### WRITTEN INSTRUCTION
Gather every line of the rows below that contains the word "stool" and copy each one unchanged.

-- START --

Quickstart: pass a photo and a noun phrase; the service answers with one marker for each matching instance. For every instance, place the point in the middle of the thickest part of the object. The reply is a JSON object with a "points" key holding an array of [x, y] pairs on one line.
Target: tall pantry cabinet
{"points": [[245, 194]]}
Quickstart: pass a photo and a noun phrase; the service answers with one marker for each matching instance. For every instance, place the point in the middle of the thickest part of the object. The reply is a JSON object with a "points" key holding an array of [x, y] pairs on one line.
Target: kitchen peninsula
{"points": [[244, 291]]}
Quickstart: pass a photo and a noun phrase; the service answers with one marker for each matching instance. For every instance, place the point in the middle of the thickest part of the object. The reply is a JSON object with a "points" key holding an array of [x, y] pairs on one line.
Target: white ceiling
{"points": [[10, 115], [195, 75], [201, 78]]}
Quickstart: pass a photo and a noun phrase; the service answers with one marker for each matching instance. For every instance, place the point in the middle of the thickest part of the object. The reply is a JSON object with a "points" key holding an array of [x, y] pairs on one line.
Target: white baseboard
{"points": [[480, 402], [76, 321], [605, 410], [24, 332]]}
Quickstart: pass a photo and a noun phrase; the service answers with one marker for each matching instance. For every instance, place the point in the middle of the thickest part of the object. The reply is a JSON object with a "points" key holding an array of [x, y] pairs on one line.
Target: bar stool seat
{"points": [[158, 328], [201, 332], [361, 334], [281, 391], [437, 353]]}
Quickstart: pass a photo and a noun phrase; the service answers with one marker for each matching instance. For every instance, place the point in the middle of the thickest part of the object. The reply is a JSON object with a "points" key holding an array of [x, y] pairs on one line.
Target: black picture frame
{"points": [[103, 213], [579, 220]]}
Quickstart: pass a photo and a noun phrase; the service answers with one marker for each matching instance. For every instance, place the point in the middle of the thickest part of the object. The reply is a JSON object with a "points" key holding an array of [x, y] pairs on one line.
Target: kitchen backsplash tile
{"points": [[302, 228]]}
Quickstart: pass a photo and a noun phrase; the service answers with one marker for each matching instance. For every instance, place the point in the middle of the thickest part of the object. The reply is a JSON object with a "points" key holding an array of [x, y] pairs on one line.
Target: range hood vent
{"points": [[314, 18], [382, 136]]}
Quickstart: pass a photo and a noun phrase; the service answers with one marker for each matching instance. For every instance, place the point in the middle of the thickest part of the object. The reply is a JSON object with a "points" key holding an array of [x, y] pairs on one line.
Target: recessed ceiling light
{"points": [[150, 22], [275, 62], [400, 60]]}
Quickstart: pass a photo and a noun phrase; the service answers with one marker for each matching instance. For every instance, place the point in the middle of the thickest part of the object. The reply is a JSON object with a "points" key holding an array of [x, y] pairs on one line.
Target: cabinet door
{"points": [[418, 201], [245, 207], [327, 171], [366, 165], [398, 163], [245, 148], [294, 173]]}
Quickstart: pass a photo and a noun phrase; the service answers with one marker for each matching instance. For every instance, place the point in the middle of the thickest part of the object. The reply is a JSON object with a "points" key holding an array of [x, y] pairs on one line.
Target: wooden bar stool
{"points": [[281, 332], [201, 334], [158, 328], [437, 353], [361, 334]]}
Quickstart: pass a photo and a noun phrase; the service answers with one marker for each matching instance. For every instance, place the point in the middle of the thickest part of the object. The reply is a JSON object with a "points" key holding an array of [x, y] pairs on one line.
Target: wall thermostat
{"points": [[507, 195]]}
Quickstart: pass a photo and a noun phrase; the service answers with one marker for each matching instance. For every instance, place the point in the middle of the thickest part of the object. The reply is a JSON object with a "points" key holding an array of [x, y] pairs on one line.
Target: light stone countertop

-- END --

### WORKED ANSWER
Target: bar stool seat
Target: wooden bar stool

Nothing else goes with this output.